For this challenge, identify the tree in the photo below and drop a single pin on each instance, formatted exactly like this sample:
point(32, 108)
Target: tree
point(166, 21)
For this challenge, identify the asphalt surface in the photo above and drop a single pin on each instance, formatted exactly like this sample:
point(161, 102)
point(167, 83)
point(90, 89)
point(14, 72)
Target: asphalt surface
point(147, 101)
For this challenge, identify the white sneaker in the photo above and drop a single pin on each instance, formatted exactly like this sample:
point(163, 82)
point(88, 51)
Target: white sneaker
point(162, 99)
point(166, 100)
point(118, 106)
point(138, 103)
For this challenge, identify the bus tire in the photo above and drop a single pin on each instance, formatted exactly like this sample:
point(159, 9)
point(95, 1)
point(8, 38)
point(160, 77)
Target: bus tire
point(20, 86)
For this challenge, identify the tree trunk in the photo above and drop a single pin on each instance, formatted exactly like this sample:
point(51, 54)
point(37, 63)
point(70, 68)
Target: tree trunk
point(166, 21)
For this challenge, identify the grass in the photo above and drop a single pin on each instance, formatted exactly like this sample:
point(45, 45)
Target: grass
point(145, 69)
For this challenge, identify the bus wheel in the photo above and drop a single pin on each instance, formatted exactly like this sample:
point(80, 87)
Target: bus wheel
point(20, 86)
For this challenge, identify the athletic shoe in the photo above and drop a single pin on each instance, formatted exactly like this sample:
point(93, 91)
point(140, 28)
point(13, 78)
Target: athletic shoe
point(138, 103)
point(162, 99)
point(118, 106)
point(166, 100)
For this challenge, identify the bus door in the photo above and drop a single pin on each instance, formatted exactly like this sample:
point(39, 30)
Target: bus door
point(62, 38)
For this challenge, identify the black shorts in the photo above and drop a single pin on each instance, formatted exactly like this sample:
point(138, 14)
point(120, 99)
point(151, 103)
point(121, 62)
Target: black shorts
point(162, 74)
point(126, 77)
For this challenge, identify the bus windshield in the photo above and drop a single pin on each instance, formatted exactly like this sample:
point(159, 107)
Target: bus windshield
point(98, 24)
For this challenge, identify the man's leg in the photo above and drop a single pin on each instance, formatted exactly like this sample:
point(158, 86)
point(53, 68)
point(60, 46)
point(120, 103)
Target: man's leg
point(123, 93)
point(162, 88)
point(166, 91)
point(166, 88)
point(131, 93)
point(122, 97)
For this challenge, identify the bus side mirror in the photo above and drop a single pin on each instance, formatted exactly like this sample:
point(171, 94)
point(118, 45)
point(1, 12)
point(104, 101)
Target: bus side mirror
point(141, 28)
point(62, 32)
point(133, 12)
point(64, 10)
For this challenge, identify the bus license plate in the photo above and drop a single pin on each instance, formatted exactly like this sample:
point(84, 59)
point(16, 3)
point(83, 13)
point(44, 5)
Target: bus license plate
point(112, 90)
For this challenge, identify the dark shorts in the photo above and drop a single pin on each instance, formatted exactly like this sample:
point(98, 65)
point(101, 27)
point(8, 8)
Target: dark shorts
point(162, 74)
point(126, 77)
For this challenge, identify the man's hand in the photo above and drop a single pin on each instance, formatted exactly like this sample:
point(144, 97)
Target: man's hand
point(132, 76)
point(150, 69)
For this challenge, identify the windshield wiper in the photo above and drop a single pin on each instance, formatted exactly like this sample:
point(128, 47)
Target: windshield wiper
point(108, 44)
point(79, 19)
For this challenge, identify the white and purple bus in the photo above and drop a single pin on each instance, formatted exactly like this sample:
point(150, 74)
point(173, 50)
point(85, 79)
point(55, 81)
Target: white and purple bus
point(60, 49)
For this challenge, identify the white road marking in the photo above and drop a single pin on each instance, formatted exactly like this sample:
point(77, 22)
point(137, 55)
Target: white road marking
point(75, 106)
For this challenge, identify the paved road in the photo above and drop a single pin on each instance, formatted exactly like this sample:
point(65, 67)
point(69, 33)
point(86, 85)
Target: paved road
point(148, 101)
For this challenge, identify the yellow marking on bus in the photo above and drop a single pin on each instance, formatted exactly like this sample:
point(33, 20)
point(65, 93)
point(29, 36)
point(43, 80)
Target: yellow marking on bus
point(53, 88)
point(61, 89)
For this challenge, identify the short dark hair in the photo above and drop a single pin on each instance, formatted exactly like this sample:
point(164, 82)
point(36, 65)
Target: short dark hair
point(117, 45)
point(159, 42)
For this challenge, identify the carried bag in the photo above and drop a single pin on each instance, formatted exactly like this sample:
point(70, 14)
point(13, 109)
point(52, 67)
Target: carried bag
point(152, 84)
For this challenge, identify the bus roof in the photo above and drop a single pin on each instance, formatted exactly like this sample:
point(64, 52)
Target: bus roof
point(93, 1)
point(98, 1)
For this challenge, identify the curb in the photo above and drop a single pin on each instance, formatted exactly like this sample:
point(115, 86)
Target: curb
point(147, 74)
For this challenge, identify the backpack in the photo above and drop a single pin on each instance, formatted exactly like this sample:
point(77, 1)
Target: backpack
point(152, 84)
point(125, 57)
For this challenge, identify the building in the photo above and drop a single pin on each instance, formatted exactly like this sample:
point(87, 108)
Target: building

(STATED TASK):
Please put every line of the data above into a Markdown table with two columns, "Row" for the row number and "Line" for the line itself. Leave out blank lines.

(THE SOLUTION):
| Row | Line |
|---|---|
| 1 | For this challenge, identify the tree in the photo below and drop a single pin on each instance, formatted exactly like this sample: |
| 2 | point(32, 108) |
| 3 | Target: tree |
| 4 | point(166, 21) |
| 5 | For this challenge, identify the asphalt surface in the photo above and drop a single pin on each instance, formatted exactly like this sample: |
| 6 | point(161, 102) |
| 7 | point(167, 83) |
| 8 | point(90, 89) |
| 9 | point(14, 72) |
| 10 | Target: asphalt surface |
| 11 | point(147, 101) |
| 12 | For this challenge, identify the white sneaker in the photo above and drop a single pin on each instance, formatted exactly like this sample: |
| 13 | point(163, 82) |
| 14 | point(88, 51) |
| 15 | Target: white sneaker |
| 16 | point(162, 99) |
| 17 | point(166, 100) |
| 18 | point(118, 106) |
| 19 | point(138, 103) |
| 20 | For this challenge, identify the bus tire in the photo above and drop a single pin on each instance, formatted exactly like this sample: |
| 21 | point(159, 9) |
| 22 | point(95, 1) |
| 23 | point(8, 38) |
| 24 | point(160, 77) |
| 25 | Target: bus tire |
| 26 | point(20, 86) |
| 27 | For this challenge, identify the tree trunk in the photo above and drop a single pin on each instance, formatted exactly like this sample: |
| 28 | point(51, 54) |
| 29 | point(37, 63) |
| 30 | point(70, 68) |
| 31 | Target: tree trunk |
| 32 | point(166, 21) |
| 33 | For this challenge, identify the grass in the photo above and drop a single pin on each instance, formatted exactly like this sample: |
| 34 | point(45, 45) |
| 35 | Target: grass |
| 36 | point(145, 69) |
| 37 | For this challenge, identify the bus wheel in the photo above and drop a single pin on each instance, formatted exactly like this sample: |
| 38 | point(80, 87) |
| 39 | Target: bus wheel |
| 40 | point(20, 86) |
| 41 | For this challenge, identify the athletic shoe in the photo above and drop a single pin on each instance, formatted exactly like this sample: |
| 42 | point(93, 91) |
| 43 | point(140, 28) |
| 44 | point(13, 78) |
| 45 | Target: athletic shoe |
| 46 | point(138, 103) |
| 47 | point(162, 99) |
| 48 | point(118, 106) |
| 49 | point(166, 100) |
| 50 | For this challenge, identify the bus door in the photo above and drop a single pin on each instance, formatted exactly like this sample: |
| 51 | point(39, 30) |
| 52 | Target: bus door |
| 53 | point(62, 38) |
| 54 | For this challenge, identify the black shorts in the photo above and drop a single pin on each instance, formatted exactly like this sample: |
| 55 | point(138, 14) |
| 56 | point(120, 99) |
| 57 | point(151, 103) |
| 58 | point(121, 62) |
| 59 | Target: black shorts |
| 60 | point(162, 74) |
| 61 | point(126, 77) |
| 62 | For this challenge, identify the bus windshield in the photo above and drop a single pin on each instance, formatted exactly like this sample: |
| 63 | point(159, 107) |
| 64 | Target: bus windshield |
| 65 | point(98, 24) |
| 66 | For this challenge, identify the man's leg in the photo above and drop a single pin on each instance, formatted exactly like this sample: |
| 67 | point(158, 86) |
| 68 | point(53, 68) |
| 69 | point(60, 46) |
| 70 | point(120, 103) |
| 71 | Target: man's leg |
| 72 | point(123, 93) |
| 73 | point(162, 88) |
| 74 | point(166, 91) |
| 75 | point(166, 88) |
| 76 | point(131, 93) |
| 77 | point(122, 97) |
| 78 | For this challenge, identify the bus side mirror in the photo above and drop a single pin on each instance, formatted exactly like this sample: |
| 79 | point(171, 94) |
| 80 | point(118, 45) |
| 81 | point(1, 12) |
| 82 | point(104, 101) |
| 83 | Target: bus side mirror |
| 84 | point(141, 28) |
| 85 | point(62, 32) |
| 86 | point(133, 12) |
| 87 | point(64, 10) |
| 88 | For this challenge, identify the bus license plate in the photo above and drop a single pin on each instance, formatted exactly like this sample: |
| 89 | point(84, 59) |
| 90 | point(16, 3) |
| 91 | point(83, 13) |
| 92 | point(44, 5) |
| 93 | Target: bus license plate |
| 94 | point(112, 90) |
| 95 | For this challenge, identify the dark shorts in the photo above and drop a single pin on each instance, formatted exactly like this sample: |
| 96 | point(98, 65) |
| 97 | point(101, 27) |
| 98 | point(8, 8) |
| 99 | Target: dark shorts |
| 100 | point(162, 74) |
| 101 | point(126, 77) |
| 102 | For this challenge, identify the man's hand in the photo above and drop a single pin on each instance, formatted exactly like this sample: |
| 103 | point(144, 97) |
| 104 | Target: man's hand |
| 105 | point(132, 76) |
| 106 | point(150, 69) |
| 107 | For this challenge, identify the windshield wiper in the photo above and drop a single pin on each instance, formatted exactly like this sample: |
| 108 | point(128, 47) |
| 109 | Target: windshield wiper |
| 110 | point(108, 44) |
| 111 | point(79, 19) |
| 112 | For this challenge, identify the white and purple bus in the photo above and drop a single pin on each instance, formatted exactly like this sample: |
| 113 | point(150, 74) |
| 114 | point(173, 50) |
| 115 | point(85, 79) |
| 116 | point(55, 81) |
| 117 | Target: white and purple bus |
| 118 | point(60, 49) |
| 119 | For this challenge, identify the white road marking in the photo above and drop a single pin on each instance, formatted exactly like this sample: |
| 120 | point(77, 22) |
| 121 | point(137, 55) |
| 122 | Target: white road marking |
| 123 | point(75, 106) |
| 124 | For this challenge, identify the paved road in the photo above and drop a single pin on each instance, formatted exactly like this sample: |
| 125 | point(65, 67) |
| 126 | point(69, 33) |
| 127 | point(86, 85) |
| 128 | Target: paved road |
| 129 | point(148, 101) |
| 130 | For this challenge, identify the yellow marking on bus in the photo above and drop a single pin on each instance, formatted exactly like this sample: |
| 131 | point(33, 20) |
| 132 | point(65, 93) |
| 133 | point(29, 36) |
| 134 | point(43, 80) |
| 135 | Target: yellow marking on bus |
| 136 | point(53, 88) |
| 137 | point(61, 89) |
| 138 | For this challenge, identify the short dark hair in the photo above and drop a single pin on each instance, formatted exactly like this sample: |
| 139 | point(164, 82) |
| 140 | point(36, 65) |
| 141 | Target: short dark hair |
| 142 | point(117, 45) |
| 143 | point(159, 42) |
| 144 | For this challenge, identify the carried bag in the photo above and drop a single pin on each instance, formatted exactly like this sample: |
| 145 | point(70, 14) |
| 146 | point(13, 109) |
| 147 | point(52, 67) |
| 148 | Target: carried bag |
| 149 | point(152, 84) |
| 150 | For this challenge, identify the bus roof in the photo above and drop a single pin on each instance, formatted exactly like this sample: |
| 151 | point(64, 52) |
| 152 | Target: bus roof |
| 153 | point(93, 1) |
| 154 | point(98, 1) |
| 155 | For this challenge, identify the curb in the photo above and drop a single pin on each instance, formatted exactly like this sample: |
| 156 | point(115, 86) |
| 157 | Target: curb |
| 158 | point(147, 74) |
| 159 | For this challenge, identify the backpack in the photo above and drop a single pin on each instance, formatted exactly like this sample: |
| 160 | point(77, 1) |
| 161 | Target: backpack |
| 162 | point(152, 84) |
| 163 | point(125, 57) |
| 164 | For this challenge, identify the building in the photo above and drop a single pin on each instance, formatted exactly like this sample: |
| 165 | point(87, 108) |
| 166 | Target: building |